-------- EXCERPT PROVIDED
Strictly speaking, neither does Apple (or they do, but very little). Google
has just contracted it out one step further.

> Is Apple worse than Samsung in treating its laborers? I dont know.

It's messier with Samsung, because there are three sets of workers; those in
Korean Samsung factories, those in Chinese Samsung factories, and those in
Foxconn (which contracts for Samsung). In the last case, they're the _same_
workers.

------
shinratdr
Right, because Android devices are manufactured in USA standards factories
where people make $10/hour. What a load of horseshit, especially since Google
OWNS Motorola now (something people seem to constantly forget, including
Google employees). He has no excuse, this is just a completely ridiculous and
unfair comparison.

I might as well just say that Google is evil because they pay very little tax,
and Apple is awesome because they give Americans good development jobs. Both
facts are true about both company, but why let a little thing like reality
stop you from ignoring that to serve your point?
----------------
-------- ENTRIES PROVIDED
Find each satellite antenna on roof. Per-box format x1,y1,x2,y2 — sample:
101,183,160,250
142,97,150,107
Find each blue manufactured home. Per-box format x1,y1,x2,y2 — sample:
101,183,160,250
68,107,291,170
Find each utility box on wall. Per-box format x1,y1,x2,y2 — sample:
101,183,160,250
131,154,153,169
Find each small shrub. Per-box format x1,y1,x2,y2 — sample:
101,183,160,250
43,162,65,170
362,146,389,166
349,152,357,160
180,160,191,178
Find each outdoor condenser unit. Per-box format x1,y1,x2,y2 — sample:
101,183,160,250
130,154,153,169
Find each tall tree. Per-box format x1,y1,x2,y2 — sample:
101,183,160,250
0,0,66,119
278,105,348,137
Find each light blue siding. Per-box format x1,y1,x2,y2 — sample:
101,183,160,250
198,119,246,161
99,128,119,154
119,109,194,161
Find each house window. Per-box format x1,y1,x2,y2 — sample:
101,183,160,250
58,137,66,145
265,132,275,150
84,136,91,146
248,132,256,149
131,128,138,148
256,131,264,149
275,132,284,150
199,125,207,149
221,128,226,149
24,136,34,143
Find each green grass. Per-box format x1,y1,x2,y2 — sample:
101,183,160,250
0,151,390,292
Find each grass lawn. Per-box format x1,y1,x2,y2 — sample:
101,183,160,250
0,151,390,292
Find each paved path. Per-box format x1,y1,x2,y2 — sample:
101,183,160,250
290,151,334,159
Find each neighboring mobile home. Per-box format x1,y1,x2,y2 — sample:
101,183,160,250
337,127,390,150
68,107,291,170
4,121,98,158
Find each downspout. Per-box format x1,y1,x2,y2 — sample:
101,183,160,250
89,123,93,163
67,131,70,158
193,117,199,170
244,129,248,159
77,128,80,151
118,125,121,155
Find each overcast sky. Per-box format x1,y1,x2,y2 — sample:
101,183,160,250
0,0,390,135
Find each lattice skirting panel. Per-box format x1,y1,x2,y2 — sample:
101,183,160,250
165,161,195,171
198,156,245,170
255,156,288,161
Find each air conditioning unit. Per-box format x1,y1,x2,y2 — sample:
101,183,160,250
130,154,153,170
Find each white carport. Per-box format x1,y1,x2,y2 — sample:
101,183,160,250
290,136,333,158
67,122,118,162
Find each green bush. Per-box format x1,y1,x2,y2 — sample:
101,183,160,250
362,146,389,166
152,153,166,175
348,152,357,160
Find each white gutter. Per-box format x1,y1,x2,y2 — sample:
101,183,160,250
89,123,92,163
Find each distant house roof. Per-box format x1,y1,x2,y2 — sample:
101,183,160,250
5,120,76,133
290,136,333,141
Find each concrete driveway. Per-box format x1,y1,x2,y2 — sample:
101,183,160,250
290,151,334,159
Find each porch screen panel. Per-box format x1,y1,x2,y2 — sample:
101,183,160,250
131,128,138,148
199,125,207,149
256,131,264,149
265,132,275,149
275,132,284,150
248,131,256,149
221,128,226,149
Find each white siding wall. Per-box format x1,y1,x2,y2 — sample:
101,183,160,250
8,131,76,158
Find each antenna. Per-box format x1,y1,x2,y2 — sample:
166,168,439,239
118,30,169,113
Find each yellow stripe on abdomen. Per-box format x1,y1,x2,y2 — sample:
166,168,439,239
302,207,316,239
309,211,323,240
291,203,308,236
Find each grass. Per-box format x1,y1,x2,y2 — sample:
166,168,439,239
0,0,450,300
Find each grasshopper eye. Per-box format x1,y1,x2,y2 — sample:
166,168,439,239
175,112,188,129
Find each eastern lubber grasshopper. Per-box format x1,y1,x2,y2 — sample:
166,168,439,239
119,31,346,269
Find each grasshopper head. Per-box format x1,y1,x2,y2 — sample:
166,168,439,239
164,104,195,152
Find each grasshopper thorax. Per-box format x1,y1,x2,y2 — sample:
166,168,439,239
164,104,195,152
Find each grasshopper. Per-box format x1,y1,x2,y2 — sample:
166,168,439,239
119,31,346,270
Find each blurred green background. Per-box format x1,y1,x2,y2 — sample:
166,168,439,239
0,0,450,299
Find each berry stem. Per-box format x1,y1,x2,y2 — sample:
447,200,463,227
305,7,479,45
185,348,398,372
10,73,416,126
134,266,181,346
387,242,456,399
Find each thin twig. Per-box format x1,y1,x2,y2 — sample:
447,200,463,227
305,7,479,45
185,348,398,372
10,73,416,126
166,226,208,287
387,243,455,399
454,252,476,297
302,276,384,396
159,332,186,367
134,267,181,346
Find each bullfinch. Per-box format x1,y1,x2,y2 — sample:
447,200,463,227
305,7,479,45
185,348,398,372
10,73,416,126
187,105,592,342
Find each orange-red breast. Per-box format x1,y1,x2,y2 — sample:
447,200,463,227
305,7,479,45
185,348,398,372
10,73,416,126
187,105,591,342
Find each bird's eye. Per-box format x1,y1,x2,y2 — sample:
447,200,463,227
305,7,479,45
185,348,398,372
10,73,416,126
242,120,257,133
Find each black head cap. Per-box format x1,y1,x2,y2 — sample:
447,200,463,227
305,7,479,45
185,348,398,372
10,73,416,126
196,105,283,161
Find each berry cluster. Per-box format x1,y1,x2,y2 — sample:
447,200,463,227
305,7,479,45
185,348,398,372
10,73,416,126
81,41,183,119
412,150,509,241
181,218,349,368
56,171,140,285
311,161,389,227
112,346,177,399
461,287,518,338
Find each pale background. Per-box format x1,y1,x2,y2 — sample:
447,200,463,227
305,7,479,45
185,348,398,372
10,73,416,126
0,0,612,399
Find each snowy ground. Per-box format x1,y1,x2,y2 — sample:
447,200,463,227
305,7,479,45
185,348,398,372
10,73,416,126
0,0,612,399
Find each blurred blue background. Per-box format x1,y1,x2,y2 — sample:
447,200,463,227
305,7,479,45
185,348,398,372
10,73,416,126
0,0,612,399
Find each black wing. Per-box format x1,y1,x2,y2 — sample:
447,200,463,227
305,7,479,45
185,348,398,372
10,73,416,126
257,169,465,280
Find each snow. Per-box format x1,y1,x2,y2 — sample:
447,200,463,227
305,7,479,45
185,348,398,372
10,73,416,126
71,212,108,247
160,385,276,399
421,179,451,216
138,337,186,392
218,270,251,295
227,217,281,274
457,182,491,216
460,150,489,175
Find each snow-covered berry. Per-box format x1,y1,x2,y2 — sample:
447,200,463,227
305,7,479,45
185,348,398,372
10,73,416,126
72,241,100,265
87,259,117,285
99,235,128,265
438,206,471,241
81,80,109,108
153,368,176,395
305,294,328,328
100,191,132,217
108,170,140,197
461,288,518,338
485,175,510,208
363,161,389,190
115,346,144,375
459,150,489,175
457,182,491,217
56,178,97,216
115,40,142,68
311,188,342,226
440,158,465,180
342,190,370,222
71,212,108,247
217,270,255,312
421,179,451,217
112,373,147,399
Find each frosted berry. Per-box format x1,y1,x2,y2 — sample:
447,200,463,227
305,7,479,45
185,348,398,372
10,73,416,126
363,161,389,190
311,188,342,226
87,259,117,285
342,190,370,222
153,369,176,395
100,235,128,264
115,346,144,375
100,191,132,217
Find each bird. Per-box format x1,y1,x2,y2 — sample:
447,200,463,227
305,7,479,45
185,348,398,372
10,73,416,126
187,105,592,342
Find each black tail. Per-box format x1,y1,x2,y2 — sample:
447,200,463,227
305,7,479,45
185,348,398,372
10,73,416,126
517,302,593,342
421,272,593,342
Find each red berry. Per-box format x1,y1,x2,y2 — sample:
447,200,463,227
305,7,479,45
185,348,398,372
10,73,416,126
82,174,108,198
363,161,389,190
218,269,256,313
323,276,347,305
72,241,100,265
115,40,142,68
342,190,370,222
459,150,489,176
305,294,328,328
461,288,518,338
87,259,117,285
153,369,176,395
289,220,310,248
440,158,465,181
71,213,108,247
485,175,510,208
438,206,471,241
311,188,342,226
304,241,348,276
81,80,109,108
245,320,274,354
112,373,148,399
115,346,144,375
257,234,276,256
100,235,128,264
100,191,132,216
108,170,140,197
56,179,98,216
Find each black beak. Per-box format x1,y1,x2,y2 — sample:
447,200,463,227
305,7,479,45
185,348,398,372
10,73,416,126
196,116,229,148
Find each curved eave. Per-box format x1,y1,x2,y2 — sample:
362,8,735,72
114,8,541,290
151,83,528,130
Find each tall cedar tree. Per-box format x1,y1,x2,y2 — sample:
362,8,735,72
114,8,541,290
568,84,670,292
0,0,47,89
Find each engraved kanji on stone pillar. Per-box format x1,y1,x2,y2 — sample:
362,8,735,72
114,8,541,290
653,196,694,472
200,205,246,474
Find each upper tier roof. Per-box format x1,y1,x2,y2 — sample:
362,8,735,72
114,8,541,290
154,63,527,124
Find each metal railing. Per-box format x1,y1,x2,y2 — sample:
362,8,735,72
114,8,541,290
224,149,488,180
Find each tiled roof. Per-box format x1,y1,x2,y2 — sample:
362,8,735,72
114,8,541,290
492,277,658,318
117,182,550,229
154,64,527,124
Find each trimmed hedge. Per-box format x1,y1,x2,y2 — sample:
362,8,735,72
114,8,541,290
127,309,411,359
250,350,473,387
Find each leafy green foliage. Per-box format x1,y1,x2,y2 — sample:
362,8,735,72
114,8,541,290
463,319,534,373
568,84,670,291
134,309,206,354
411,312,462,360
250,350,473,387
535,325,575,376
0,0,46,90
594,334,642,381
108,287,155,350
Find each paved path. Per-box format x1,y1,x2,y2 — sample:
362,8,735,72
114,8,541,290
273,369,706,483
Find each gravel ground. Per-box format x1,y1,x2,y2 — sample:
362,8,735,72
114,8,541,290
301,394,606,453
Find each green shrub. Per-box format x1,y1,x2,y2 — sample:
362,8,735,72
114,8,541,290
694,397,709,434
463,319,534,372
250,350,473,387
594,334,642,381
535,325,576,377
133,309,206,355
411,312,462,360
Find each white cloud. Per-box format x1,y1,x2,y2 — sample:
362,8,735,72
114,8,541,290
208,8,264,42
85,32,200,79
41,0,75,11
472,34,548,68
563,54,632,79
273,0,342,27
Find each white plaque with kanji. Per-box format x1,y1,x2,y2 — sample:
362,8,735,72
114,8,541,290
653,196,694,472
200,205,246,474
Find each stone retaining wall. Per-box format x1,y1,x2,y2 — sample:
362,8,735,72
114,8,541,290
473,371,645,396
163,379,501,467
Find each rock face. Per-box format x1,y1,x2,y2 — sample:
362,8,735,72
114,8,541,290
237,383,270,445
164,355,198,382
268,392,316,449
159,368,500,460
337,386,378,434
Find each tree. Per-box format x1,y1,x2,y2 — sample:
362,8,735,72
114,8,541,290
----------------
▶ **BRIEF**:
Retype the passage of the forum thread on Apple, Samsung, and Google factory labor that starts with the words "I might as well" and finishes with "serve your point?".

▶ **RESPONSE TO THE TASK**:
I might as well just say that Google is evil because they pay very little tax,
and Apple is awesome because they give Americans good development jobs. Both
facts are true about both company, but why let a little thing like reality
stop you from ignoring that to serve your point?